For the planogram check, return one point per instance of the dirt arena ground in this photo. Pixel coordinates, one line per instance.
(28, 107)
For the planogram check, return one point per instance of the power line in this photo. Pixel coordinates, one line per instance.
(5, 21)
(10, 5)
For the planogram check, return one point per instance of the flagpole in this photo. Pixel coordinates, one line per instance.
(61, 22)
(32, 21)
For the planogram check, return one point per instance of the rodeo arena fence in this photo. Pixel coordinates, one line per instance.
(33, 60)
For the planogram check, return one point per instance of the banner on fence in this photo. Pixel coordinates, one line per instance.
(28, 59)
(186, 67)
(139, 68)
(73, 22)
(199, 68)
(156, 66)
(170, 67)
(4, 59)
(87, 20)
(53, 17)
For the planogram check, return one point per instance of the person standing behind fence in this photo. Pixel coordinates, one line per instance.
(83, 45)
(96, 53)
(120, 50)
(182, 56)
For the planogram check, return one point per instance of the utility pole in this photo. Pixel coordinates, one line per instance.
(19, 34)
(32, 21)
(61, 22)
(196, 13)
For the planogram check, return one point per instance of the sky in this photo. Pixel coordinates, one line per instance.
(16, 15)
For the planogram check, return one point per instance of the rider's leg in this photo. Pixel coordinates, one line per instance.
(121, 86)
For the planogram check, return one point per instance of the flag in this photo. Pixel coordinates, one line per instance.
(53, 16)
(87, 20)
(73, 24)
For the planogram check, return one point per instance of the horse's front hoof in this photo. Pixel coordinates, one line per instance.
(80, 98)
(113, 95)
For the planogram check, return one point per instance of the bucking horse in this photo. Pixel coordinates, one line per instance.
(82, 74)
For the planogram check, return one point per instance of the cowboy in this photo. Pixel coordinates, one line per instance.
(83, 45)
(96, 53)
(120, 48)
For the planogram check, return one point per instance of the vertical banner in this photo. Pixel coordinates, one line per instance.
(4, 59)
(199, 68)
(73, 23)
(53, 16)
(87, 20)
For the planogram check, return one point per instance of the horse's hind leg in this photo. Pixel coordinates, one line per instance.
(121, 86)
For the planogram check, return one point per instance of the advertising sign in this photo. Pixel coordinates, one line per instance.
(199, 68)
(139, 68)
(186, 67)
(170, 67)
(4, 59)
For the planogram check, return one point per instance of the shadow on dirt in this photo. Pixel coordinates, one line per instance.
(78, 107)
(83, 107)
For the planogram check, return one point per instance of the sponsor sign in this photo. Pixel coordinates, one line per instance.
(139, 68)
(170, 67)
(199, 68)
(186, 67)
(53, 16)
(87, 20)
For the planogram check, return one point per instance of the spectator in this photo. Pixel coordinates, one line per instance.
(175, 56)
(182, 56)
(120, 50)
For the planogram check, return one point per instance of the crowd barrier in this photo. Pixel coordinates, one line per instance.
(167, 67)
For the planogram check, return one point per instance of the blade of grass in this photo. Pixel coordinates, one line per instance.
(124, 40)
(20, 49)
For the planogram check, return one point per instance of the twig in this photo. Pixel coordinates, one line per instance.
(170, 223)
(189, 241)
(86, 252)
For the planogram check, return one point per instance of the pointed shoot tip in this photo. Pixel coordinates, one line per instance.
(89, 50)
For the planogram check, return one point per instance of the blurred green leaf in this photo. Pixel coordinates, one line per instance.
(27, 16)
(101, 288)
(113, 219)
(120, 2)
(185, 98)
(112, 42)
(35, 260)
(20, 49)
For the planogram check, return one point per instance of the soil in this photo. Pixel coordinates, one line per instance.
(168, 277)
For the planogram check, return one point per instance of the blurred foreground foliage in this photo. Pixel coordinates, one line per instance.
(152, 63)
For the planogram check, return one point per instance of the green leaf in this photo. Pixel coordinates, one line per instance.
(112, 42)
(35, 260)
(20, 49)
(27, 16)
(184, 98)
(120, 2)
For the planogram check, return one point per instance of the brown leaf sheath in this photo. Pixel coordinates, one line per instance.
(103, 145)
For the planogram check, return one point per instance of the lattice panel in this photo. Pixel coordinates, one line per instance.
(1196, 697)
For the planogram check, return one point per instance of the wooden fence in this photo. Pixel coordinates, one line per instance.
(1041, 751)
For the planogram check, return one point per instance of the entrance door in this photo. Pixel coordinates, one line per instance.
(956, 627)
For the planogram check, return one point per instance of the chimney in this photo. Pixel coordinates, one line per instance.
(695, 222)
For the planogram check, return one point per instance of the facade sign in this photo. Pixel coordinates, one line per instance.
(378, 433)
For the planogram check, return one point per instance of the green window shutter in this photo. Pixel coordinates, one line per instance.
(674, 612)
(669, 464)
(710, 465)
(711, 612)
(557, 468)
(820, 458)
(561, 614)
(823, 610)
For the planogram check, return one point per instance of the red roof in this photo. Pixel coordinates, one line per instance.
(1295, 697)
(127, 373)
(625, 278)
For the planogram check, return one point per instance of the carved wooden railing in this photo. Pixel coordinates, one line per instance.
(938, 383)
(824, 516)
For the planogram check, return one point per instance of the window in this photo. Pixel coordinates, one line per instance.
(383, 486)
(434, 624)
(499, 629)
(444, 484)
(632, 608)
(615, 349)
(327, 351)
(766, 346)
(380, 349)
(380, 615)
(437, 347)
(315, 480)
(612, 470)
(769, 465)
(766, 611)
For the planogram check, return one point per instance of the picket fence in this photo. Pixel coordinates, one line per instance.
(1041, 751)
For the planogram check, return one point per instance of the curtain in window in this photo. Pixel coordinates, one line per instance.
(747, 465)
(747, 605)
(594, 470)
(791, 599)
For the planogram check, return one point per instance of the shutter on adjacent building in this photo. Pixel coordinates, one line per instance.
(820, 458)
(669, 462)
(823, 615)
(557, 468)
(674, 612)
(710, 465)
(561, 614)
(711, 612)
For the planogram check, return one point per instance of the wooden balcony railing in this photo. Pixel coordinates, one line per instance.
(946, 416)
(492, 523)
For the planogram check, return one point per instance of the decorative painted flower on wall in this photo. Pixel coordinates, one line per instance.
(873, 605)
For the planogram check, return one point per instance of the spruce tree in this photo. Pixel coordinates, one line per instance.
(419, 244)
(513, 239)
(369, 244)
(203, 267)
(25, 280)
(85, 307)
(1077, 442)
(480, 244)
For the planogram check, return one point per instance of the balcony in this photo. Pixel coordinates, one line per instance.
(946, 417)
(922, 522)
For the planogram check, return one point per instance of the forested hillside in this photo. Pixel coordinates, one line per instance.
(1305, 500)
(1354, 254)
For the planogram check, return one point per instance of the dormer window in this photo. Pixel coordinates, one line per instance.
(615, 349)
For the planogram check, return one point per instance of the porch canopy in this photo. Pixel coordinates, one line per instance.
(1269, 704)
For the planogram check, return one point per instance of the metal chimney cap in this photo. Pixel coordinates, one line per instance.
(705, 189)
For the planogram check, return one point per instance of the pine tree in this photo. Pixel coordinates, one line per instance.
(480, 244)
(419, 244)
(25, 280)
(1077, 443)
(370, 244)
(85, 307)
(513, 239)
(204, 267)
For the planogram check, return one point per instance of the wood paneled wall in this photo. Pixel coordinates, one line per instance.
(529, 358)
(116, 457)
-----
*TASK BRIEF:* Please present every line of the entries above as a numbered list, leaving out any blank lines.

*SOLUTION FOR THIS EXERCISE:*
1. For the planogram check, return one point per instance of the dirt arena ground in this photo. Pixel coordinates, one line per instance.
2. (28, 107)
3. For the planogram check, return one point per instance of the power line in this photo. Pixel coordinates, one line per instance.
4. (5, 21)
5. (10, 5)
6. For the planogram check, return one point per instance of the flagpole in this photo. Pixel coordinates, one line per instance.
7. (61, 22)
8. (32, 21)
9. For the planogram check, return one point per instance of the rodeo arena fence in this photo. Pixel coordinates, one line per instance.
10. (33, 60)
11. For the planogram check, return one point per instance of the banner on fence in this photo. Pixel coordinates, one line per instance.
12. (28, 59)
13. (186, 67)
14. (139, 68)
15. (73, 22)
16. (199, 68)
17. (156, 66)
18. (170, 67)
19. (4, 59)
20. (87, 20)
21. (53, 17)
22. For the planogram check, return one point per instance of the person standing behind fence in this photo. Pixel coordinates, one line per instance.
23. (83, 45)
24. (96, 53)
25. (120, 50)
26. (182, 56)
27. For the planogram check, return one point per instance of the utility pole in this photo. Pixel coordinates, one line per instance.
28. (19, 34)
29. (32, 21)
30. (61, 22)
31. (196, 13)
32. For the planogram check, return one point per instance of the sky in this photo. Pixel coordinates, one line per instance.
33. (16, 15)
34. For the planogram check, return one point per instance of the rider's leg in this photo. Pixel coordinates, one line per instance.
35. (121, 86)
36. For the planogram check, return one point per instance of the flag in this photo. Pixel coordinates, one line per instance.
37. (53, 16)
38. (87, 20)
39. (73, 24)
40. For the planogram check, return one point per instance of the horse's front hoof in this photo. Pixel coordinates, one line per instance.
41. (80, 98)
42. (113, 95)
43. For the planogram check, return one point per instance of the bucking horse in this photo. Pixel coordinates, one line per instance.
44. (82, 74)
45. For the planogram check, return one point per instance of the cowboy in this photo. Pixel coordinates, one line per instance.
46. (83, 45)
47. (96, 53)
48. (120, 48)
49. For the planogram check, return one point per instance of the vertical banner in this photo. Pixel coordinates, one line per instance.
50. (4, 59)
51. (199, 68)
52. (73, 23)
53. (53, 16)
54. (87, 20)
55. For the planogram check, return one point per instance of the horse's hind leg in this photo. Pixel coordinates, one line per instance.
56. (121, 86)
57. For the planogram check, return one point per instance of the advertising sign in this photo. Pixel coordinates, one line per instance.
58. (199, 68)
59. (139, 68)
60. (186, 67)
61. (170, 67)
62. (4, 59)
63. For the planogram check, return one point per instance of the shadow on dirt in this photo. Pixel coordinates, one line per instance.
64. (78, 107)
65. (83, 107)
66. For the planogram check, return one point per instance of the sponsor sign in this photo. Pixel coordinates, one line per instance.
67. (139, 68)
68. (170, 67)
69. (199, 68)
70. (186, 67)
71. (53, 16)
72. (87, 20)
73. For the planogram check, return one point per instance of the spectator in this photo. Pixel coordinates, one line per instance.
74. (175, 56)
75. (182, 56)
76. (120, 50)
77. For the planogram check, return one point per instance of the crowd barrier in this photo. Pixel coordinates, one line per instance.
78. (167, 67)
79. For the planogram check, return one point per instance of the blade of grass in this photo. Pixel coordinates, one line per instance.
80. (124, 40)
81. (20, 49)
82. For the planogram check, return one point per instance of the twig in this photo. Pixel coordinates, one line per instance.
83. (170, 223)
84. (189, 241)
85. (86, 252)
86. For the planogram check, return one point per instance of the pointed shoot tip in this photo. Pixel coordinates, one line per instance.
87. (89, 50)
88. For the planogram check, return one point per instance of the blurred green leaf in this photo. Pixel coordinates, one line per instance.
89. (27, 16)
90. (101, 288)
91. (113, 219)
92. (120, 2)
93. (185, 98)
94. (112, 42)
95. (35, 260)
96. (20, 49)
97. For the planogram check, return one point per instance of the soil in this photo. Pixel coordinates, one line per instance.
98. (168, 277)
99. For the planogram check, return one point per instance of the blurred foreground foliage in this photo. Pixel coordinates, one line per instance.
100. (152, 63)
101. For the planogram check, return one point per instance of the green leaf in this photo. Pixel coordinates, one line per instance.
102. (112, 42)
103. (35, 260)
104. (20, 49)
105. (27, 16)
106. (184, 98)
107. (120, 2)
108. For the planogram check, return one point per instance of the brown leaf sheath in this photo. Pixel coordinates, one line per instance.
109. (103, 145)
110. For the planogram check, return one point per instance of the lattice panel in this photo. Pixel coordinates, one line per instance.
111. (1196, 697)
112. For the planogram check, return one point per instance of the wooden fence in this photo. Pixel coordinates, one line per instance.
113. (1041, 751)
114. For the planogram check, return one point per instance of the entrance door in this photo. Pixel coordinates, one line per instance.
115. (956, 627)
116. For the planogram check, return one point per instance of the chimney in this photo. Pixel coordinates, one line per instance.
117. (695, 222)
118. For the planogram check, return one point per instance of the facade sign in this photo. Pixel coordinates, one line per instance.
119. (378, 433)
120. For the planogram check, return one point per instance of the green window shutter in this photo. Pixel coordinates, one line per instance.
121. (674, 612)
122. (669, 464)
123. (710, 465)
124. (711, 612)
125. (557, 468)
126. (820, 458)
127. (561, 614)
128. (823, 610)
129. For the planogram check, return one point per instance of the red roof in this photo. Pixel coordinates, one line per instance.
130. (1295, 697)
131. (127, 373)
132. (625, 278)
133. For the planogram check, return one point per instance of the carved wooden railing in this photo. Pixel coordinates, one line per instance.
134. (938, 383)
135. (824, 516)
136. For the planogram check, return one point per instance of the window in this photo. Pixel coordinates, one line per instance.
137. (383, 486)
138. (434, 624)
139. (499, 629)
140. (444, 484)
141. (632, 608)
142. (615, 349)
143. (327, 351)
144. (766, 346)
145. (380, 349)
146. (380, 615)
147. (437, 347)
148. (315, 480)
149. (612, 470)
150. (769, 465)
151. (766, 611)
152. For the planogram check, return one point per instance of the picket fence in this photo. Pixel coordinates, one line per instance.
153. (1041, 751)
154. For the planogram check, return one point per instance of the curtain in window in this photo. Pixel coordinates, one line per instance.
155. (747, 465)
156. (747, 605)
157. (594, 470)
158. (791, 599)
159. For the planogram check, return one point per instance of the shutter on adjacent building in this photo. Pixel coordinates, one line per instance.
160. (820, 458)
161. (669, 462)
162. (823, 615)
163. (557, 468)
164. (674, 612)
165. (710, 465)
166. (561, 614)
167. (711, 612)
168. For the planogram check, return one point per instance of the wooden balcony railing in this photo. Pixel coordinates, one line per instance.
169. (946, 416)
170. (492, 523)
171. For the planogram check, return one point per instance of the decorative painted flower on wall in this photo. Pixel coordinates, one line per instance.
172. (873, 605)
173. For the planogram check, return one point per instance of the spruce tree in this photo. Pixel coordinates, one line per instance.
174. (419, 244)
175. (513, 239)
176. (369, 244)
177. (203, 267)
178. (25, 280)
179. (85, 307)
180. (1077, 442)
181. (480, 244)
182. For the planogram check, return one point per instance of the balcony in this photo. Pixel coordinates, one line per instance.
183. (946, 417)
184. (922, 522)
185. For the planogram check, return one point per instance of the forested hillside in this photo. Pixel coordinates, one line per instance.
186. (1305, 500)
187. (1354, 254)
188. For the planogram check, return one point per instance of the dormer window in this photo. Pixel coordinates, one line per instance.
189. (615, 349)
190. For the planogram check, return one point per instance of the porch canopy in this photo. Pixel coordinates, one line per instance.
191. (1269, 704)
192. For the planogram check, return one point per instance of the metal chimney cap in this photo. Pixel coordinates, one line per instance.
193. (705, 189)
194. For the planogram check, return one point per instance of the pine tree in this photo. Pixel coordinates, one line per instance.
195. (480, 244)
196. (419, 244)
197. (25, 280)
198. (1077, 443)
199. (370, 244)
200. (85, 307)
201. (513, 239)
202. (204, 267)
203. For the planogram check, return one point per instance of the wood paneled wall in this photo. Pixel coordinates, one line per instance.
204. (529, 358)
205. (116, 457)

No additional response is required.